Reproduce the records word for word from their first line through the line that contains "M52 147L46 141L0", including both of those lines.

[Supplied material]

______________________________

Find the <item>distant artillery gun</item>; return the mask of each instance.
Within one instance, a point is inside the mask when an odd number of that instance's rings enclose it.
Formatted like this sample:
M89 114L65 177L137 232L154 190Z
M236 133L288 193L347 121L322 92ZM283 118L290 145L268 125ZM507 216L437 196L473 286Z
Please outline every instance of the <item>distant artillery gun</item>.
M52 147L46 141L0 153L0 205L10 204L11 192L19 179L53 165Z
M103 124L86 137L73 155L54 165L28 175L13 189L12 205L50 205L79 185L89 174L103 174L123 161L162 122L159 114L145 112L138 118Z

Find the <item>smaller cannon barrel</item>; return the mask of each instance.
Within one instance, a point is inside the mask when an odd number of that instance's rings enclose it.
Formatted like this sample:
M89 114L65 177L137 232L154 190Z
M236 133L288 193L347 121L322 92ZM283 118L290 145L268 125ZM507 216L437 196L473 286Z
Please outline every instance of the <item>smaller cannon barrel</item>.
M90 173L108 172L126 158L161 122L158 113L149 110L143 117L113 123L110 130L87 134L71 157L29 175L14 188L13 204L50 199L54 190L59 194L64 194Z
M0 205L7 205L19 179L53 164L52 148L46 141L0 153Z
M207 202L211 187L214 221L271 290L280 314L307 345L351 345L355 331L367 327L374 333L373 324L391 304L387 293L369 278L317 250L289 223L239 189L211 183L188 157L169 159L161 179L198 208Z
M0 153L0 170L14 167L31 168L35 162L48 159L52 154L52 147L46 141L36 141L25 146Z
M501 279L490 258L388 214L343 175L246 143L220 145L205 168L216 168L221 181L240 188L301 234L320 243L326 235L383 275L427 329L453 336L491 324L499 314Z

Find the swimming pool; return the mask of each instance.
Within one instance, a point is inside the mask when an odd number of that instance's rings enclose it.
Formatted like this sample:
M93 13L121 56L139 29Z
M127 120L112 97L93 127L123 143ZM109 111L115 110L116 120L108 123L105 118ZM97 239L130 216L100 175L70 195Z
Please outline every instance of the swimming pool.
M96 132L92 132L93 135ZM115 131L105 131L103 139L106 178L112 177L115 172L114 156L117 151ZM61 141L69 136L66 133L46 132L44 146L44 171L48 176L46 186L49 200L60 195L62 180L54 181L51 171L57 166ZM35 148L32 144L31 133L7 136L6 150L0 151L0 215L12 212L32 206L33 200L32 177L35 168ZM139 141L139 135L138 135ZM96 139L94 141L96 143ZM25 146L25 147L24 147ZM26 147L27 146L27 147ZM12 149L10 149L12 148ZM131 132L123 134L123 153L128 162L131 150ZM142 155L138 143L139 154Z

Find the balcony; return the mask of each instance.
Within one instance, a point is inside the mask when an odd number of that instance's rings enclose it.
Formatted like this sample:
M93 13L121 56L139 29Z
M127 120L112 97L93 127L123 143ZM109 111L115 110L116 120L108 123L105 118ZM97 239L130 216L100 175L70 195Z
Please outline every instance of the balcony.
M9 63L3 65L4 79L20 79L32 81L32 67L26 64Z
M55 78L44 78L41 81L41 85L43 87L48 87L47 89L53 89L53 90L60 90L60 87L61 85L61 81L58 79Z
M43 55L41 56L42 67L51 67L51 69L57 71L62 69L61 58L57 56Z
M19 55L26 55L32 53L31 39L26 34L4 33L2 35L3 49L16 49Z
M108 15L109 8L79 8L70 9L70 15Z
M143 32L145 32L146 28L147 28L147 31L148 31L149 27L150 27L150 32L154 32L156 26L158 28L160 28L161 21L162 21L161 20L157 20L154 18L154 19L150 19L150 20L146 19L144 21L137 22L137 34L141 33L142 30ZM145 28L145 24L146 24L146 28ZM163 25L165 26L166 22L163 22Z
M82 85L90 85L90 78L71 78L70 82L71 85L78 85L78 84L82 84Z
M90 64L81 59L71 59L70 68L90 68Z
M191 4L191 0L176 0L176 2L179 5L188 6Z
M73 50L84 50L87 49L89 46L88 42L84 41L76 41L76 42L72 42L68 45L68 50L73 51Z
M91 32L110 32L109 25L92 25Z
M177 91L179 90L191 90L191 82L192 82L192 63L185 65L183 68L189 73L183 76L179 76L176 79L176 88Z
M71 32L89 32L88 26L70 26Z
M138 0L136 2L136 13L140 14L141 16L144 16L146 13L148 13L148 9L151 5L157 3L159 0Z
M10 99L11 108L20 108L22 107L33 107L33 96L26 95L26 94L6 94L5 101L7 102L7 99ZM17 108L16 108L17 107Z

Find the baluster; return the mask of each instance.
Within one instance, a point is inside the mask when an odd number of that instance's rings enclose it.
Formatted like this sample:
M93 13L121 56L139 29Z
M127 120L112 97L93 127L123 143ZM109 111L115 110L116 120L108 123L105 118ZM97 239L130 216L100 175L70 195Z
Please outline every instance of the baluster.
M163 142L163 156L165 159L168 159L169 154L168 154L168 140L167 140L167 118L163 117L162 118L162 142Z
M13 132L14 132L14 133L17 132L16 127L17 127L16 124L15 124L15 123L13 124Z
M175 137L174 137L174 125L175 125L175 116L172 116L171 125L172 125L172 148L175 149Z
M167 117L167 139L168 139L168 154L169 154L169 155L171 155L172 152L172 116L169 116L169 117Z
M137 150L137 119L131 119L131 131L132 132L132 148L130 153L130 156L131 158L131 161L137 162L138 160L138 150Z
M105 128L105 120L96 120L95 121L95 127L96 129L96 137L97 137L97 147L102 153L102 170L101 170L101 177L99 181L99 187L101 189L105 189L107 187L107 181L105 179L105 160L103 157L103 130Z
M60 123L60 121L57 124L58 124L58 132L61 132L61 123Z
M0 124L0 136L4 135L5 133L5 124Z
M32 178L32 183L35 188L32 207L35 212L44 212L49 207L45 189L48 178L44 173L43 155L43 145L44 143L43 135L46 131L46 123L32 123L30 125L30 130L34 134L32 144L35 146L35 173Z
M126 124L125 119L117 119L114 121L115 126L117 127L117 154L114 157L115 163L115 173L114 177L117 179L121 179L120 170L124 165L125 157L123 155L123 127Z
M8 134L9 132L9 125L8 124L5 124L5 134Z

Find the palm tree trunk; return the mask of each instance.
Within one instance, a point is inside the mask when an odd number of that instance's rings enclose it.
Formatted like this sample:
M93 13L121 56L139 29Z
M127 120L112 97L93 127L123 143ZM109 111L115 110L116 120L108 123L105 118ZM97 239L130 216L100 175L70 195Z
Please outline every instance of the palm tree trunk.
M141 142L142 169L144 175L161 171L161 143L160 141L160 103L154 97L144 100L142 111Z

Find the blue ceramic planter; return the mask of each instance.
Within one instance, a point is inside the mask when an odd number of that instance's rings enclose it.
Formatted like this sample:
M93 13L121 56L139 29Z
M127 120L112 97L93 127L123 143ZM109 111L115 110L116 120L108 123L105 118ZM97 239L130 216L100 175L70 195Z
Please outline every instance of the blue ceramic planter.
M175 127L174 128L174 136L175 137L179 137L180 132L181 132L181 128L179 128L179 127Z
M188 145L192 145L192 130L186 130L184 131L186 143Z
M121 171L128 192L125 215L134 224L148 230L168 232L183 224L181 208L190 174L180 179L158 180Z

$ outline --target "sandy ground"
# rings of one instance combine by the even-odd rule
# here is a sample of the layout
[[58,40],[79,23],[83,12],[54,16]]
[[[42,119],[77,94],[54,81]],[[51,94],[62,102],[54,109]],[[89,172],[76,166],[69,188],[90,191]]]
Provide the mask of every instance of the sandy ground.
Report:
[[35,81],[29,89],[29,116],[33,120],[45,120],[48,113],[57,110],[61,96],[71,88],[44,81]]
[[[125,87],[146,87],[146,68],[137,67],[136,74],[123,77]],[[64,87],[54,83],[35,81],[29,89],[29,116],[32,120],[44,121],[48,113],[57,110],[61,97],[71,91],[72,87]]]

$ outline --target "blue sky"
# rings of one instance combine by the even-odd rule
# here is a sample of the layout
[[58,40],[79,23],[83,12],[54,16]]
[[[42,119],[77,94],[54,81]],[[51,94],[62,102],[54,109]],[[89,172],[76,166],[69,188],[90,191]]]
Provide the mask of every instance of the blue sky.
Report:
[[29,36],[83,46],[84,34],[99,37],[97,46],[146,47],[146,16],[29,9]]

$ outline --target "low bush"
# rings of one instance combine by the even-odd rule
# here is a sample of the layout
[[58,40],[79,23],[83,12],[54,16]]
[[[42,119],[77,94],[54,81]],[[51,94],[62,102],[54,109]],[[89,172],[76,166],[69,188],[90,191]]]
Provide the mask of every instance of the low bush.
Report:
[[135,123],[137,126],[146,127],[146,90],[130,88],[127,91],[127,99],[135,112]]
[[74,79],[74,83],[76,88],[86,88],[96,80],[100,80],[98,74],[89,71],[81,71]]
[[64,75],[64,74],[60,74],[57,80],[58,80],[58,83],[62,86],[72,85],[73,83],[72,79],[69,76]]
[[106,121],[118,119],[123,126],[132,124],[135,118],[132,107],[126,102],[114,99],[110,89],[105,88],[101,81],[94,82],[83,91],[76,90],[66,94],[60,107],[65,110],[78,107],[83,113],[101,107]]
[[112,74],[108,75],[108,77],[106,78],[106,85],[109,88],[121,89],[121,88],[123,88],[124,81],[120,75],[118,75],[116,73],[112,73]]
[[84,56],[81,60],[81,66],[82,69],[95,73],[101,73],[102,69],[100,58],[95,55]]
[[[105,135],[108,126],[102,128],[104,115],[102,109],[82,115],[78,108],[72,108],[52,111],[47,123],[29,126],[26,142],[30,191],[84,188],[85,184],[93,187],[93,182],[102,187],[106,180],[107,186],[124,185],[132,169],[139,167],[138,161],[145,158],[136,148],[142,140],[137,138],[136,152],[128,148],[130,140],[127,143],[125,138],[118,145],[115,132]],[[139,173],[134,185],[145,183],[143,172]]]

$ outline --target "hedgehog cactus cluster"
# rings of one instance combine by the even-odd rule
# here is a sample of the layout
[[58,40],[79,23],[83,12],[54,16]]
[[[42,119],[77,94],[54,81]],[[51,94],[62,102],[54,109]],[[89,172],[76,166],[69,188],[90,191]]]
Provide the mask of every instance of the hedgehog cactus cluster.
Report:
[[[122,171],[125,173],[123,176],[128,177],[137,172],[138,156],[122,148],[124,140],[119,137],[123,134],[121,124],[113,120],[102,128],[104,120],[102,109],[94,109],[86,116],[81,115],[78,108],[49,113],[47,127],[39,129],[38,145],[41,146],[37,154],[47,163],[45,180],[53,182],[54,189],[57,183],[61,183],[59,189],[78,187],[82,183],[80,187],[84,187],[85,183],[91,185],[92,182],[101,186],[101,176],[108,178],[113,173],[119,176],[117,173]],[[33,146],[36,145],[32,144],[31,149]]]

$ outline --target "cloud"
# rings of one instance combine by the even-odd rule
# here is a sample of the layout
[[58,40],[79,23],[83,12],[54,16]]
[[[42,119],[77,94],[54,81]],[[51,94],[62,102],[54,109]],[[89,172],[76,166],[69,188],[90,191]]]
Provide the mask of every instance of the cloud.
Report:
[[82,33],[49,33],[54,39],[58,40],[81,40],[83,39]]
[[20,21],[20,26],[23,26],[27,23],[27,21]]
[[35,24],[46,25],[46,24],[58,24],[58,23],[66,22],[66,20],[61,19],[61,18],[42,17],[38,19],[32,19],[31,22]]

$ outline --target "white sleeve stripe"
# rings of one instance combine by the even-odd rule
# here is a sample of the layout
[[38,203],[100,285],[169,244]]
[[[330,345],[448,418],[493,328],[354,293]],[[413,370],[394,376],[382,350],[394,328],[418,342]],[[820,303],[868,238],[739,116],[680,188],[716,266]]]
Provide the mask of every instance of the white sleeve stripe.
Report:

______________________________

[Exercise answer]
Find the <item>distant artillery gun</item>; return the mask of each instance.
Within one instance, a point is inside the mask when an odd number of that instance's rings enclose it.
Formatted like this sample:
M89 114L65 177L137 232L154 190Z
M236 133L288 193L347 121L322 92ZM283 118L290 145L268 125ZM507 216L437 196L473 286Z
Please outline every instance of the <item>distant artillery gun</item>.
M52 147L46 141L0 153L0 205L10 204L11 192L19 179L53 165Z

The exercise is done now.